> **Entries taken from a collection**
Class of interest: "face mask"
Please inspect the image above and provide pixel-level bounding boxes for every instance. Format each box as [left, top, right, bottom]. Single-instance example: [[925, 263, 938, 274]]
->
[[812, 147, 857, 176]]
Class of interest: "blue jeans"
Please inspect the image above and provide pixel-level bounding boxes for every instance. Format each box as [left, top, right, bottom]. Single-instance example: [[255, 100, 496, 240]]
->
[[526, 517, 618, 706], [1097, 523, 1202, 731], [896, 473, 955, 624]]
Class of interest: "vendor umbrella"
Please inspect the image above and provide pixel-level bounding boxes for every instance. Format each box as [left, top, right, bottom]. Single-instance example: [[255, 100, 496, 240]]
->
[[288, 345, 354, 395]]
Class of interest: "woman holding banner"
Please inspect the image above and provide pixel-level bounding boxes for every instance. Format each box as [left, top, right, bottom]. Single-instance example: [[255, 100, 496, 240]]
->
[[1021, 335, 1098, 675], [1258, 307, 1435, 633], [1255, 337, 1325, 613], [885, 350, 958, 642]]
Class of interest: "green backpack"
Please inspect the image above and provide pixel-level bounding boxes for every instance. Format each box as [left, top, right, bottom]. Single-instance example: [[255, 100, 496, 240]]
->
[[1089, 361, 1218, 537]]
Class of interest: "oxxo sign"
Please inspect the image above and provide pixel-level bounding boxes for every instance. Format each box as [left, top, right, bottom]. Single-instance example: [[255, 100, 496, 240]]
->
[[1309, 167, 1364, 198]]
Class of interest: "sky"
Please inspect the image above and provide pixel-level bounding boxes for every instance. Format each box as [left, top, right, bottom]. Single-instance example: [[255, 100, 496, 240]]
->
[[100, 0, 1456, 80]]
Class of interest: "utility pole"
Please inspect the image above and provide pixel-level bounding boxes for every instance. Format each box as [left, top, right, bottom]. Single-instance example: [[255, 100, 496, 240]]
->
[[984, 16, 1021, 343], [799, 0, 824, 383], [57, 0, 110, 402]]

> **To do**
Copy the rows above verbatim, covering the stretch from the first row through the line containing "473, 955, 624]]".

> **Correct answer**
Class of interest: "face mask"
Please inspect the image above and provide pixel-level bounding boxes for every instance. Format each box as [left, top, right, bottom]. Single-instance example: [[925, 263, 938, 274]]
->
[[812, 147, 857, 176]]
Class of interest: "blue jeans"
Please inspect the image above and provide pixel-level bounding boxes for every instance. Format each box as [left, top, right, bottom]. Single-instance example: [[255, 100, 496, 240]]
->
[[526, 517, 618, 706], [1097, 523, 1202, 731], [896, 473, 955, 624]]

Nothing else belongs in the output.